**CONJUNTO DE TAREFAS:**
a) Copie do texto sobre os protocolos de segurança no esporte a passagem que começa em "A primeira lembrança" e vai até "com a pandemia.", inclusive.
b) Segundo o texto sobre os protocolos de segurança no esporte, onde a NBA reuniu quase todas as franquias para concluir a temporada 19/20?
c) Dê continuidade ao texto sobre os protocolos de segurança no esporte a partir do ponto em que ele termina.

**TRECHO DO DOCUMENTO:**
* * * *

Embora o atleta em questão não participe do campeonato paulista de futebol, tem se estabelecido uma relação entre os dois fatos. De um lado, clubes e federação defendendo a segurança de seus protocolos; de outro, o comportamento de um atleta sugerindo que esses protocolos são limitados na gestão dos riscos de contágio – uma vez que não restringem as atividades “extracampo” dos atletas e demais envolvidos na prática esportiva (por exemplo, membros da comissão técnica e demais funcionários dos clubes). Em meio a isso, são inevitáveis as comparações com métodos utilizados ao redor do mundo, e a NBA tem sido um dos exemplos comumente referidos.

A primeira lembrança vem da “bolha” instituída pela liga para a conclusão da temporada 19/20, que reuniu quase todas as franquias no complexo da Disney, em Orlando. Segundo noticiado pela imprensa norte-americana, os protocolos então aprovados pela NBA eram extremamente detalhistas, com normas inclusive sobre os momentos de lazer dos atletas. A título de ilustração, havia regras proibindo o compartilhamento de óculos na piscina, vedando a presença de carregadores de tacos nos campos de golfe, impedindo que o tênis de mesa fosse jogado em duplas e determinando que os baralhos utilizados em jogos de cartas (sempre usando máscara) fossem descartados. Em cerca de três meses, foi possível encerrar o campeonato e o modelo adotado se tornou um case de sucesso ao lidar com a pandemia.

* * * *

Itens guardados:
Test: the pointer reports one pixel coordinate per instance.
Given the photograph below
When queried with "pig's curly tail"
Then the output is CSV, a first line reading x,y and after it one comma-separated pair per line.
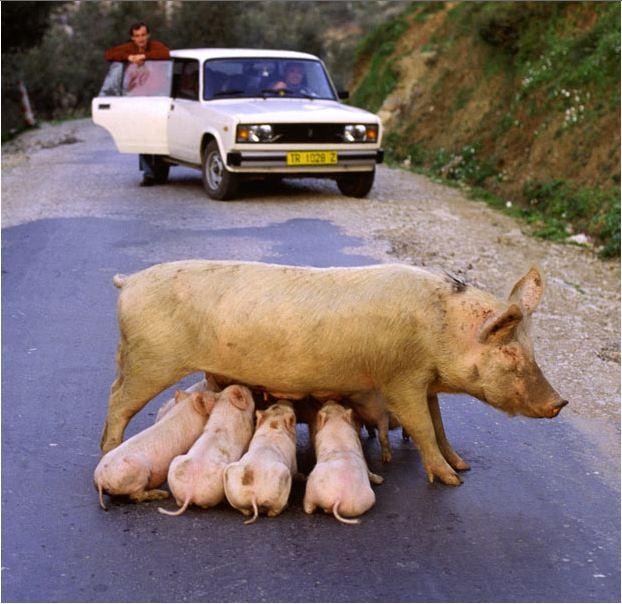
x,y
119,280
340,518
255,509
100,488
181,510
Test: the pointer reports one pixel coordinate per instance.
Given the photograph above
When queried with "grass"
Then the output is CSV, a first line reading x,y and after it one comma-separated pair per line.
x,y
558,67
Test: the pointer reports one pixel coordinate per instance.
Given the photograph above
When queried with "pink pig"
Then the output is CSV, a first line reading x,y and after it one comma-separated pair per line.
x,y
140,464
340,481
262,479
197,477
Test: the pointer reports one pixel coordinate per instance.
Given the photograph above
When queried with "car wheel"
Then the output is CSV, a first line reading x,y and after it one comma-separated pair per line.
x,y
218,182
160,170
356,184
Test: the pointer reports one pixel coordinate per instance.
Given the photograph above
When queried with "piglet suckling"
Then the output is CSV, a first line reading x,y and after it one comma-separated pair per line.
x,y
197,477
261,481
137,466
340,480
207,383
371,409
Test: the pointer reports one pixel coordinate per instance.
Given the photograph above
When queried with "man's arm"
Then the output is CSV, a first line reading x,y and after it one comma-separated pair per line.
x,y
119,53
156,50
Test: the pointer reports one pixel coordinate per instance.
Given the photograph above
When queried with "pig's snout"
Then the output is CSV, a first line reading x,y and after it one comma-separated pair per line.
x,y
555,409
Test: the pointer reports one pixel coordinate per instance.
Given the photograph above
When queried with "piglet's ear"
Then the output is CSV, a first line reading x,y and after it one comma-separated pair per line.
x,y
196,399
348,416
321,419
290,422
500,326
211,382
528,290
209,400
237,398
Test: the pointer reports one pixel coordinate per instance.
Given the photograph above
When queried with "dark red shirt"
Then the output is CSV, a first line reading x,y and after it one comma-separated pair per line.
x,y
155,50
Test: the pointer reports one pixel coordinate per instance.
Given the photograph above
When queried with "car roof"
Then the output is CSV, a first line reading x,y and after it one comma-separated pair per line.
x,y
229,53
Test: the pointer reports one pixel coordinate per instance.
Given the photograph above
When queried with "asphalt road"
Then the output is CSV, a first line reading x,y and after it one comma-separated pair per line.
x,y
532,521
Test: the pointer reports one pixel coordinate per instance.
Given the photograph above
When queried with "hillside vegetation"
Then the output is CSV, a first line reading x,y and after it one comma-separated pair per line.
x,y
518,102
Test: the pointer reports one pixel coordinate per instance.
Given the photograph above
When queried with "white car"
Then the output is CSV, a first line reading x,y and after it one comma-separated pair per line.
x,y
235,114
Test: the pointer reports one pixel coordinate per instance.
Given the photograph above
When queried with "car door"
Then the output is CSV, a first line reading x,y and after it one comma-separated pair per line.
x,y
184,134
134,104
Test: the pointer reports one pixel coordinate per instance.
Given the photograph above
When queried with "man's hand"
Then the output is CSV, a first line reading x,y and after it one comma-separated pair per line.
x,y
137,59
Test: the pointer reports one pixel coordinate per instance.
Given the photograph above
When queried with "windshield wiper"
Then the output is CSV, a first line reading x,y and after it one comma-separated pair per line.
x,y
282,91
228,92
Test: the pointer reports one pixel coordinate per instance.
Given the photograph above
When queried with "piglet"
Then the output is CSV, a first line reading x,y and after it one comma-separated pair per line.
x,y
340,480
262,479
140,464
198,476
370,408
207,383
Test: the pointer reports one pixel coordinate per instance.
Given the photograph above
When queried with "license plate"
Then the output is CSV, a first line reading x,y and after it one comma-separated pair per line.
x,y
311,158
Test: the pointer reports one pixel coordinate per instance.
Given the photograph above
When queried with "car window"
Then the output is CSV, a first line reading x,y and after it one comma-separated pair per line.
x,y
152,78
186,79
244,77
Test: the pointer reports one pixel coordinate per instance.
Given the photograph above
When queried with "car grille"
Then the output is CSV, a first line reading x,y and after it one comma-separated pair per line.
x,y
308,133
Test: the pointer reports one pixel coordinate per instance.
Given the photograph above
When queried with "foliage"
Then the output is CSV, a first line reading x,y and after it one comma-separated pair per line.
x,y
381,77
556,67
24,24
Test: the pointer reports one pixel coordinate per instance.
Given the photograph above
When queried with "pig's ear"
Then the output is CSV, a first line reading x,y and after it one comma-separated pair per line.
x,y
196,399
237,398
501,325
321,419
528,290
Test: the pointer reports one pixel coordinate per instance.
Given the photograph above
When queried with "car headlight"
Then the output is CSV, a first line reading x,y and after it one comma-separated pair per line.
x,y
360,133
254,133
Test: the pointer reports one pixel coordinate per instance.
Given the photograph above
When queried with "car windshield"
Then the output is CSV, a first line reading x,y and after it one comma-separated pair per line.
x,y
243,78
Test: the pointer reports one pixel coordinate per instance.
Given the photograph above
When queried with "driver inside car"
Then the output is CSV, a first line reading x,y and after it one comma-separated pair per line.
x,y
294,80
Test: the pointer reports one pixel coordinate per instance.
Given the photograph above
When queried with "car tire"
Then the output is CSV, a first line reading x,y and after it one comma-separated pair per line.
x,y
160,170
356,184
218,182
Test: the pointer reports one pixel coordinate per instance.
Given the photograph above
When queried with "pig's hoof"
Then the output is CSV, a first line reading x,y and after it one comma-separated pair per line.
x,y
456,462
375,478
150,495
460,465
445,475
108,445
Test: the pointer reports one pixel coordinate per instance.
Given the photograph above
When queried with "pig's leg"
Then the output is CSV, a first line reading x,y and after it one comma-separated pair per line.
x,y
129,393
410,404
383,437
455,461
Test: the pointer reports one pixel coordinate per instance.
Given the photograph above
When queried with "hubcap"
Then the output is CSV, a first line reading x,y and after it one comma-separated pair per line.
x,y
215,170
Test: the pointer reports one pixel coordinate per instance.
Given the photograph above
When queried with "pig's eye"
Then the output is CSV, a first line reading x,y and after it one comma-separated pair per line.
x,y
510,356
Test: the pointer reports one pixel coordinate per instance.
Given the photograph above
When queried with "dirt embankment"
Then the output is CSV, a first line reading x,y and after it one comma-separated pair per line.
x,y
521,99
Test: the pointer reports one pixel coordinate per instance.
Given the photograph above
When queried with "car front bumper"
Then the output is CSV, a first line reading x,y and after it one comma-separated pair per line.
x,y
276,161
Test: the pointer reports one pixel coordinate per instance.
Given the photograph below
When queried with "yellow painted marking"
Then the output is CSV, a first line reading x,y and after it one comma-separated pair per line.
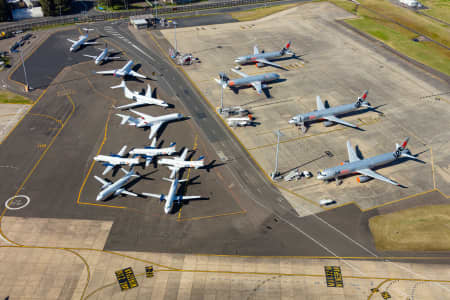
x,y
214,216
48,117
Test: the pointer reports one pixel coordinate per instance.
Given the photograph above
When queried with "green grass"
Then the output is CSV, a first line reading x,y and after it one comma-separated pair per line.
x,y
398,37
438,8
11,98
424,228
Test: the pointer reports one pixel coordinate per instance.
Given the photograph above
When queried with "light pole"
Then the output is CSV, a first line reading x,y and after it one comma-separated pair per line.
x,y
27,87
275,173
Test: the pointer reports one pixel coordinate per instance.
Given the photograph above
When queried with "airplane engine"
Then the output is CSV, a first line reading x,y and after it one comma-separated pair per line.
x,y
362,179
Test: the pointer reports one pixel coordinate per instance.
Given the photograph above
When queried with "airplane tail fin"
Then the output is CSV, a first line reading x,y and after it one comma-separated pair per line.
x,y
121,85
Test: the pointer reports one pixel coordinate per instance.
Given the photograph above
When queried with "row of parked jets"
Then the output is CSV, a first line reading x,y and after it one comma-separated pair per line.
x,y
148,153
355,164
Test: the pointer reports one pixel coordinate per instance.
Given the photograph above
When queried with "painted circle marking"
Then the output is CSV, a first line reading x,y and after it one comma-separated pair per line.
x,y
19,204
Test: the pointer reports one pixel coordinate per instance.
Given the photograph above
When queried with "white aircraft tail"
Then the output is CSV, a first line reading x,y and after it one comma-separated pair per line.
x,y
121,85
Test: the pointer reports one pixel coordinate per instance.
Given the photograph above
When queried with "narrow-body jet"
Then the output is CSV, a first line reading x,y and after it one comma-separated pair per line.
x,y
365,166
115,188
114,160
150,152
257,81
263,58
123,72
145,120
139,99
177,163
172,197
102,57
329,114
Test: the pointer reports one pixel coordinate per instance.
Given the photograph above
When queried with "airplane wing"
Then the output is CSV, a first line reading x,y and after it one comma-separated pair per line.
x,y
255,50
145,116
154,129
107,72
239,72
134,104
125,192
337,120
136,74
258,86
373,174
107,169
159,196
122,151
319,103
102,181
148,93
265,61
351,153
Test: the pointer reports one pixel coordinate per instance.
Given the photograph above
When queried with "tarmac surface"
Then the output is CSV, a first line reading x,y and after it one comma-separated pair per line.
x,y
244,214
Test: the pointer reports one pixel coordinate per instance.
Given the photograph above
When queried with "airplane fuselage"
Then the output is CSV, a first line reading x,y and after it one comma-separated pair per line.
x,y
166,118
253,58
318,115
117,160
78,43
114,188
267,77
353,167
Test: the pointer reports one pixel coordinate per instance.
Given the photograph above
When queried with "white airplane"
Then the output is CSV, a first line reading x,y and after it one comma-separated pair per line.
x,y
109,188
102,57
146,99
124,71
148,121
113,160
82,40
180,162
172,196
151,151
240,121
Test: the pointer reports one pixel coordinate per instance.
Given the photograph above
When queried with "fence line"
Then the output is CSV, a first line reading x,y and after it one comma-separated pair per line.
x,y
120,15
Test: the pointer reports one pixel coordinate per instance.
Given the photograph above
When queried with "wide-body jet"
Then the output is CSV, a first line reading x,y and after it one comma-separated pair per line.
x,y
257,81
116,188
329,114
262,58
139,99
172,197
365,166
145,120
123,72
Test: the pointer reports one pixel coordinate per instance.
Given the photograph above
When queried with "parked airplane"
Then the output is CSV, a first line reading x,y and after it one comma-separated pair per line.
x,y
172,196
180,162
257,81
113,160
148,121
329,114
102,57
151,151
124,71
364,166
240,121
82,40
146,99
116,188
262,58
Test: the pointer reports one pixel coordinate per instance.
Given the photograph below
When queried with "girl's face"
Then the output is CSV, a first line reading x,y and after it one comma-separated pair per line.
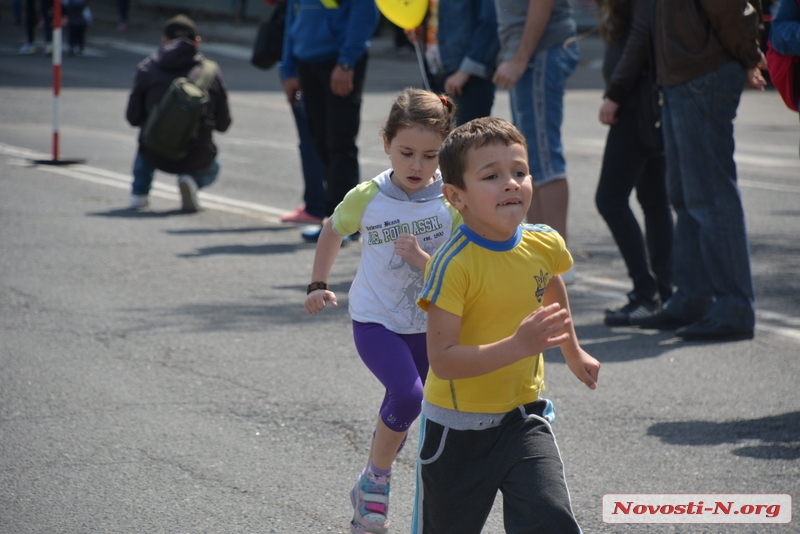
x,y
414,153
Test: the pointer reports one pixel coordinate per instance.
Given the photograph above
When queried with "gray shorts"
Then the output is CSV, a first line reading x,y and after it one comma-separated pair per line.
x,y
460,471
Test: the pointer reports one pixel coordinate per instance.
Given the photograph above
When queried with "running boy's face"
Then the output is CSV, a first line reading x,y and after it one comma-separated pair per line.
x,y
497,190
414,153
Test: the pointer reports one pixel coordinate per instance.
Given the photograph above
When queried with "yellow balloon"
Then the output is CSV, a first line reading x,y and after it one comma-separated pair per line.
x,y
408,14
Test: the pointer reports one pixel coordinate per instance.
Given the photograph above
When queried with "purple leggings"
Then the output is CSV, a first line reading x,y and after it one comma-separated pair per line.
x,y
400,362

* * * *

**RESPOSTAS ESCRITAS:**
a)
A primeira lembrança vem da “bolha” instituída pela liga para a conclusão da temporada 19/20, que reuniu quase todas as franquias no complexo da Disney, em Orlando. Segundo noticiado pela imprensa norte-americana, os protocolos então aprovados pela NBA eram extremamente detalhistas, com normas inclusive sobre os momentos de lazer dos atletas. A título de ilustração, havia regras proibindo o compartilhamento de óculos na piscina, vedando a presença de carregadores de tacos nos campos de golfe, impedindo que o tênis de mesa fosse jogado em duplas e determinando que os baralhos utilizados em jogos de cartas (sempre usando máscara) fossem descartados. Em cerca de três meses, foi possível encerrar o campeonato e o modelo adotado se tornou um case de sucesso ao lidar com a pandemia.

b) No complexo da Disney, em Orlando.

c)
Evidentemente, a “bolha” é de complexa execução para competições mais longas, que se desenvolvem ao longo de meses. Mais ainda considerando o calendário do futebol, que prevê a disputa de torneios simultâneos (por exemplo, campeonato estadual e Copa do Brasil ou Copa Libertadores); nesse caso, ainda que um estadual adotasse esse modelo, haveria a necessidade de que equipes saíssem ou entrassem na “bolha” vez ou outra, em função de partidas de outras competições. E aí o próprio modelo restaria prejudicado.

Mesmo num cenário sem competições simultâneas, a temporada 20/21 da NBA já não funciona no mesmo formato. Certamente, contribuiu para essa decisão a longa duração de uma temporada completa da liga. Assim, novos protocolos foram criados, adaptados à realidade fora da “bolha”.

Um fato, no entanto, chama a atenção. Em janeiro de 2021, mês no qual se observou o pico de casos e mortes por dia nos Estados Unidos, a NBA e a associação dos atletas que atuam na liga (National Basketball Players Association – NBPA), diante da gravidade da situação, anunciaram medidas adicionais ao protocolo já instaurado. Dentre elas, destacam-se restrições na circulação de atletas e demais pessoas envolvidas nas operações das equipes, pelas quais, quando não houvesse partidas fora de casa: (i) por pelo menos duas semanas, todos eram obrigados a ficar permanentemente em suas residências (quando não em viagem para disputa de partidas fora de casa); (ii) a saída da residência era permitida apenas para treinos nas instalações da sua franquia, para exercícios ao ar livre, para atividades essenciais ou em função de circunstâncias excepcionais; (iii) as interações fora do ambiente de trabalho eram limitadas a familiares e pessoas que trabalhassem ou vivessem na mesma residência.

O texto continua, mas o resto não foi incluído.